Rewrite all of the records, changing "Target" to "Label" wherever it occurs and leaving everything else as it stands.

begin Raw records

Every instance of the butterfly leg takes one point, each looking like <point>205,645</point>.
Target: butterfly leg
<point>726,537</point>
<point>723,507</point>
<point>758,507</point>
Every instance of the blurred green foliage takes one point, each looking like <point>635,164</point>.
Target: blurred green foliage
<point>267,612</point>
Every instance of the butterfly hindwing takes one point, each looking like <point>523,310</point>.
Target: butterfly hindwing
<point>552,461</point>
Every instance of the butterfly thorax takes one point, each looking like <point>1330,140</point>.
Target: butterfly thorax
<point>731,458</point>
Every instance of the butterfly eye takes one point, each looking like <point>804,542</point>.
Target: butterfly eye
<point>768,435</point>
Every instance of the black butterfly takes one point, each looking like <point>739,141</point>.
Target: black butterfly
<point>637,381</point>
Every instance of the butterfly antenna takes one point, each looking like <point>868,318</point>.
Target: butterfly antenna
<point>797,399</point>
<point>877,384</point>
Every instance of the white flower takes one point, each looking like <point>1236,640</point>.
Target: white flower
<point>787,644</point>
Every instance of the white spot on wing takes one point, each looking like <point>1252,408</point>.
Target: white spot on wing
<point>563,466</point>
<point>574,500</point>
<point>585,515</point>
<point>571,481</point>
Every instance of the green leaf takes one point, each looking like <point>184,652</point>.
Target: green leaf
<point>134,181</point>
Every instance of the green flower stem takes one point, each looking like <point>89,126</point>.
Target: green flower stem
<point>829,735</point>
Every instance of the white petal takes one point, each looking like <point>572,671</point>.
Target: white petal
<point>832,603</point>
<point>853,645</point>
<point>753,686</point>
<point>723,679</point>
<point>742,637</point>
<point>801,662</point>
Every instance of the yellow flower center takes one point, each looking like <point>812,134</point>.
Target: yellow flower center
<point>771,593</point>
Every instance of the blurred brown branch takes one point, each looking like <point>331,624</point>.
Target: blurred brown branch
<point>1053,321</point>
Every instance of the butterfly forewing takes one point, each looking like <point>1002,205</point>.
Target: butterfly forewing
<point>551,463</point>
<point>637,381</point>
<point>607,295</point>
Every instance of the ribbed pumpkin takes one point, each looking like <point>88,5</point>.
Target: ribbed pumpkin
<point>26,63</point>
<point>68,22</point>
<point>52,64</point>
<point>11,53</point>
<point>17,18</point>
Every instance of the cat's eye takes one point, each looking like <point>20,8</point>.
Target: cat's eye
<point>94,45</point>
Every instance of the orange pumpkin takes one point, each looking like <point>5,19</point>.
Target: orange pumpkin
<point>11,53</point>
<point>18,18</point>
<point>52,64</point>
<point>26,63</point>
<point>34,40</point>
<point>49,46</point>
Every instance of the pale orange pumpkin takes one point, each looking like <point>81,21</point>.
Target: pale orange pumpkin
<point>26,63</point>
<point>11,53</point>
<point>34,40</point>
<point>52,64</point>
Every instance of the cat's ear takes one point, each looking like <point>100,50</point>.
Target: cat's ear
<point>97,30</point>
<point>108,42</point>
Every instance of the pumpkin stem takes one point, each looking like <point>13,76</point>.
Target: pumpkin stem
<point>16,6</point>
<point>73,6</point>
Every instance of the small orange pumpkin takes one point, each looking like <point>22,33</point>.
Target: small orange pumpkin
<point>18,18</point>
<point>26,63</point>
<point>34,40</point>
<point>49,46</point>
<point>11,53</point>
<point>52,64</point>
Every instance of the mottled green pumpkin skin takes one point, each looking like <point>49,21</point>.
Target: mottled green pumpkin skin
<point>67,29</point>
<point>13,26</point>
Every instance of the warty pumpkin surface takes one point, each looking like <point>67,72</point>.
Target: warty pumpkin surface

end Raw records

• [Output of the exercise]:
Every instance of the butterfly leg takes one point, each looking like <point>205,645</point>.
Label: butterfly leg
<point>726,537</point>
<point>723,507</point>
<point>758,507</point>
Every instance of the blurred green foliage takes one point, each looking like <point>635,164</point>.
Label: blurred green foliage
<point>267,612</point>
Every instance of the butterfly hindwing takes one point, each looking like <point>523,310</point>.
Label: butterfly hindwing
<point>552,461</point>
Every instance of the butterfly thorax takes one point, each looking like <point>1330,140</point>.
Label: butterfly thorax
<point>731,458</point>
Every instance of the butterfly eye takes one point, each looking like <point>804,542</point>.
Label: butterfly eye
<point>768,435</point>
Every instance of the black butterfly takes one point, each looking like <point>739,141</point>.
Label: black butterfly
<point>637,381</point>
Every instance of the butterfly antenna takes one point, each looking like <point>868,318</point>.
Label: butterfly antenna
<point>797,399</point>
<point>877,384</point>
Every instance of the white flower takes one point, each looking like <point>1236,640</point>.
Label: white flower
<point>787,644</point>
Every instance of the white spot on wing takes one point, each looking like <point>1252,408</point>.
Label: white spot on wing
<point>563,466</point>
<point>574,500</point>
<point>585,515</point>
<point>571,481</point>
Every instance of the green leaf takes one point, each looking like <point>184,652</point>.
Label: green leaf
<point>134,181</point>
Every instance of the green flower stem takes one point, each looking like <point>89,126</point>.
Label: green flower stem
<point>829,735</point>
Every instance of the white petal takes one point, each looking like <point>572,671</point>.
Label: white petal
<point>832,603</point>
<point>853,645</point>
<point>753,686</point>
<point>723,679</point>
<point>742,637</point>
<point>801,662</point>
Every instance of the yellow flower center takes one point, each looking like <point>812,134</point>.
Label: yellow flower center
<point>771,593</point>
Every instance of the blurred brown branch takes one point, each looking like <point>331,624</point>.
Label: blurred brown branch
<point>1053,321</point>
Every instance of the butterfly forewing takes one point, each looking like <point>1002,205</point>.
Label: butterfly forewing
<point>551,463</point>
<point>637,381</point>
<point>607,295</point>
Every instance of the ribbed pumpkin takes one point, each looking like <point>88,5</point>.
Label: ribbed pumpkin
<point>26,63</point>
<point>68,22</point>
<point>52,64</point>
<point>11,53</point>
<point>17,18</point>
Every instance of the cat's eye takes one point, each looking like <point>20,8</point>.
Label: cat's eye
<point>94,45</point>
Every instance of the orange pumpkin takes one point, each looking like <point>5,19</point>.
Label: orange pumpkin
<point>11,53</point>
<point>18,18</point>
<point>52,64</point>
<point>26,63</point>
<point>34,40</point>
<point>49,46</point>
Every instance of the pale orange pumpkin takes one point, each looking like <point>81,21</point>.
Label: pale orange pumpkin
<point>26,63</point>
<point>11,53</point>
<point>34,40</point>
<point>52,64</point>
Every instance of the cat's ear takes one point, each looking like <point>100,50</point>.
Label: cat's ear
<point>97,30</point>
<point>108,42</point>
Every instance of the pumpkin stem takes one point, each looking like <point>13,76</point>.
Label: pumpkin stem
<point>16,6</point>
<point>73,6</point>
Every instance of the small orange pumpkin takes one point, each looking like <point>22,33</point>.
Label: small orange pumpkin
<point>18,18</point>
<point>26,63</point>
<point>34,40</point>
<point>49,46</point>
<point>11,53</point>
<point>52,64</point>
Every instance of the mottled green pumpkin skin takes one point, each looking like <point>49,21</point>.
Label: mottled green pumpkin skin
<point>67,29</point>
<point>13,26</point>
Every instance of the warty pumpkin surface takes one point, each looking like <point>67,72</point>.
Label: warty pumpkin surface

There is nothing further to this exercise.